## Records for the task:
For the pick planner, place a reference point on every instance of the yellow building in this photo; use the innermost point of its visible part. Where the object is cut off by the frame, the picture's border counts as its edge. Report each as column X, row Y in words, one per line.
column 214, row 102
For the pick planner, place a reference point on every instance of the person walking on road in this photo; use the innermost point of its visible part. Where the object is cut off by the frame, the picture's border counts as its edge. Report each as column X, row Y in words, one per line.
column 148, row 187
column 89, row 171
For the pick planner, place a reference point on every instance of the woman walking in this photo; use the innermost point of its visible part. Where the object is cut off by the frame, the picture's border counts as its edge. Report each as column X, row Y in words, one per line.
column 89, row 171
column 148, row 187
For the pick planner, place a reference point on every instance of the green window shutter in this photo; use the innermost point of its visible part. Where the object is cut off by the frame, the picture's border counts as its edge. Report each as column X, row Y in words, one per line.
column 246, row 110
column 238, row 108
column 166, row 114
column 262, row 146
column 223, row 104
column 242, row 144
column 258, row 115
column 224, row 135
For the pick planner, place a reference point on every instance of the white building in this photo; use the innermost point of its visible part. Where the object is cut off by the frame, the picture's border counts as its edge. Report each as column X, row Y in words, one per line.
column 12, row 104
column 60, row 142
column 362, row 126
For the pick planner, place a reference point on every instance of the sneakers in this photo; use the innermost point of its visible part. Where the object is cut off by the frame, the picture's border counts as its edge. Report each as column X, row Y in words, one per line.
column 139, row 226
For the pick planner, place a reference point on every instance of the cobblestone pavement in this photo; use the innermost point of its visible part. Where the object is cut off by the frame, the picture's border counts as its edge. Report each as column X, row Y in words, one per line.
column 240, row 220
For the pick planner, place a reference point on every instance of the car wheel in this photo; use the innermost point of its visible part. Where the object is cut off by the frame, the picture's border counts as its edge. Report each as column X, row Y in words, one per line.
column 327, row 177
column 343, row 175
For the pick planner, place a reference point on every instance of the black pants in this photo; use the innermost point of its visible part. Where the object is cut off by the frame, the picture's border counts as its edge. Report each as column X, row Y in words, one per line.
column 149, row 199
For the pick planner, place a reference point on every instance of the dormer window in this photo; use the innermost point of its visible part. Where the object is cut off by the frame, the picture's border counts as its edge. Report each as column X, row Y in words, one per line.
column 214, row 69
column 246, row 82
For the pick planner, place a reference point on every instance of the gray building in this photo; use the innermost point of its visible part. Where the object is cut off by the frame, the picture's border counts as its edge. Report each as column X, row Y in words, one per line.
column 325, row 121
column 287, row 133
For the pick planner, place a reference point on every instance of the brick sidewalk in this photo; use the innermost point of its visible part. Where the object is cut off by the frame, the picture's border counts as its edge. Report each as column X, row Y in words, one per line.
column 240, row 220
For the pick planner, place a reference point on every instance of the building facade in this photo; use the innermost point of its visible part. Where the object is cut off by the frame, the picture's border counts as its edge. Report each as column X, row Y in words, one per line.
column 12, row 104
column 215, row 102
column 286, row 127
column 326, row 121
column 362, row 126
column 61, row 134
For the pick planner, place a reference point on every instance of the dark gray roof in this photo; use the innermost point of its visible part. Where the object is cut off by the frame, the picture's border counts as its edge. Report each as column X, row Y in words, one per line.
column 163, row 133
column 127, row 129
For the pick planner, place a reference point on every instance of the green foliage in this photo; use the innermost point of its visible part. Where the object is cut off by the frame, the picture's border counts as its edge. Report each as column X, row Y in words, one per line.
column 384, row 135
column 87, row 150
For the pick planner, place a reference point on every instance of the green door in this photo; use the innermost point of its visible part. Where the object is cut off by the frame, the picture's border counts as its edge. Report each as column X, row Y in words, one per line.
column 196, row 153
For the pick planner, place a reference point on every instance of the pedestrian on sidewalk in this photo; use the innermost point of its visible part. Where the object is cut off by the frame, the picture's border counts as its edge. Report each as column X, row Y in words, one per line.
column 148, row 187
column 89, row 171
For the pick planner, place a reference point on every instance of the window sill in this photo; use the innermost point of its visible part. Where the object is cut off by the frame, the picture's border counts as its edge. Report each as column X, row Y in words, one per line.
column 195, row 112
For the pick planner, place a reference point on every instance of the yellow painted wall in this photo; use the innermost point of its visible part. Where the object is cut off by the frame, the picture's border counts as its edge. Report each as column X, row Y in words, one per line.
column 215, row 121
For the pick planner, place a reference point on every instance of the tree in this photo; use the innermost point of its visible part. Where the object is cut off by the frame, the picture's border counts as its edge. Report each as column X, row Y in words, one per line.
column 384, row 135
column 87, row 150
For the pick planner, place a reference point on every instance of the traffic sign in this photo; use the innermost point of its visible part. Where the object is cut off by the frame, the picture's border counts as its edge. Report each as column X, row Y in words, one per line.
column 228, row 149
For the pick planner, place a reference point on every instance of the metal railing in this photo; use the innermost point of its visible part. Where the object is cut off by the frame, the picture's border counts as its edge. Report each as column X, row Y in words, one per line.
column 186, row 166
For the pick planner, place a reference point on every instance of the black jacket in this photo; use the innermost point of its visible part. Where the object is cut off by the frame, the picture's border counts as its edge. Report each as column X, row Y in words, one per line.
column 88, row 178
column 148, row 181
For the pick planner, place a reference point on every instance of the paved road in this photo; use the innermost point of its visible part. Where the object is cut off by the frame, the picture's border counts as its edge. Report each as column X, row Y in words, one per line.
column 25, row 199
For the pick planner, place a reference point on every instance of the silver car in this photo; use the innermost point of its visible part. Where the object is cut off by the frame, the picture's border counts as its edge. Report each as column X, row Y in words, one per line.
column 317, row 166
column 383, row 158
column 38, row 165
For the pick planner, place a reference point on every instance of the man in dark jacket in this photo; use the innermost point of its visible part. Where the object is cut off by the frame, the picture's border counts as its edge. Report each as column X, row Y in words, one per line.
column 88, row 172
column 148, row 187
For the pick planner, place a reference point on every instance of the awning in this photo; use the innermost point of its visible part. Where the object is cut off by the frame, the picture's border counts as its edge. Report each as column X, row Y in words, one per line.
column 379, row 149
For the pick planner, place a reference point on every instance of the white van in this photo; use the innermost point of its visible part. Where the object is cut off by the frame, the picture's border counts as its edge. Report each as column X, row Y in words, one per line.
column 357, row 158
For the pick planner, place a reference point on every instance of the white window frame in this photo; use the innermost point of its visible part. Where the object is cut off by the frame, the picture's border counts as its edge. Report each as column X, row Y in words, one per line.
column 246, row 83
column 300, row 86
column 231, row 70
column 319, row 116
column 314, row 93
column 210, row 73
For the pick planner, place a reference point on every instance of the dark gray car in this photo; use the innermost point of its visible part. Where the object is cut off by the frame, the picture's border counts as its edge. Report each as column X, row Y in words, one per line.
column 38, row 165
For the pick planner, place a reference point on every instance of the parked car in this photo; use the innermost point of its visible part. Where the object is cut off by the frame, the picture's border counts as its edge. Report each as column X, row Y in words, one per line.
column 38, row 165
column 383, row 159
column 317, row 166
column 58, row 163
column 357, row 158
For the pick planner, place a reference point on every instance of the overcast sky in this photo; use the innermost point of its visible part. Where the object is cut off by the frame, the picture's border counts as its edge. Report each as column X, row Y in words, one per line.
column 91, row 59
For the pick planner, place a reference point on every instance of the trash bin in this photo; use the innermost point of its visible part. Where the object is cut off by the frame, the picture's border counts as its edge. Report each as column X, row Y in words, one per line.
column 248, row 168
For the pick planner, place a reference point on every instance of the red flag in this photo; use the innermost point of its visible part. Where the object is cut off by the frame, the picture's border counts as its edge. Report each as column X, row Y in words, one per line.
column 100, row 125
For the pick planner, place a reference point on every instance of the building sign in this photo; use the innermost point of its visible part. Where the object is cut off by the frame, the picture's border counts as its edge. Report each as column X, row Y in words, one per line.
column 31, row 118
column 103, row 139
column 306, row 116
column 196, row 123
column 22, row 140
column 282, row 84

## Written instruction:
Could you reproduce, word for word, the records above from the line containing "of the gray" up to and including the line containing "column 196, row 153"?

## Complete answer:
For the pick planner, place a reference point on every instance of the gray building in this photo; use the innermost point of its visible part. Where the object is cut off by the frame, the picture's border counts as its edge. Report each as column X, row Y in words, one per line.
column 325, row 121
column 287, row 133
For the pick planner, place a reference point on every instance of the brick sidewalk in this photo; use the innermost point of its visible part. Where the object is cut off by the frame, the picture's border counts as its edge. Report each as column X, row Y in words, one per line.
column 240, row 220
For the pick planner, place a reference point on every instance of the building facade in this photo; use the innermost point of its visible part. Where the object is cut off by the frame, the picture's border counts as its edge. Report each as column X, row Y in words, one per line.
column 12, row 104
column 215, row 102
column 286, row 127
column 326, row 121
column 362, row 126
column 61, row 134
For the pick planner, place a reference point on every instance of the dark gray roof in this photo; use the innermost point of its visible part. Where the object is cut off by the frame, the picture's border counts as its edge. Report each as column X, row Y in words, one per line.
column 163, row 133
column 127, row 129
For the pick planner, place a reference point on every instance of the green foliage in this photo; use the innermost point of its visible part. Where the object is cut off by the frame, the picture's border counts as its edge. Report each as column X, row Y in words, one per line.
column 384, row 135
column 87, row 150
For the pick planner, place a reference point on every instance of the green door in this photo; use the innermost point of its visible part. Where the object is cut off by the frame, the picture's border counts as its edge. Report each as column X, row Y in words, one per line.
column 196, row 153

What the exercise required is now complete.